* _Provided information_
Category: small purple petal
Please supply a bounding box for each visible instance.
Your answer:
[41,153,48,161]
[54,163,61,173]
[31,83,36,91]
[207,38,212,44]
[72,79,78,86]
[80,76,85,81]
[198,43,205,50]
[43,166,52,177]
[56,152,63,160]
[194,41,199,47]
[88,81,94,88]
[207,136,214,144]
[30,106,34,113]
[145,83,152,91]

* _Objective_
Your task is to transcribe the material exactly.

* _Result of this exercise_
Category: small purple petal
Please supply a bounding box for each visible instance.
Your answer:
[41,153,48,161]
[54,163,61,173]
[31,83,36,91]
[207,38,212,44]
[72,79,78,86]
[80,76,85,81]
[198,43,205,50]
[43,166,52,177]
[56,152,63,160]
[194,41,199,47]
[88,81,94,88]
[207,136,214,144]
[30,106,34,113]
[145,83,152,91]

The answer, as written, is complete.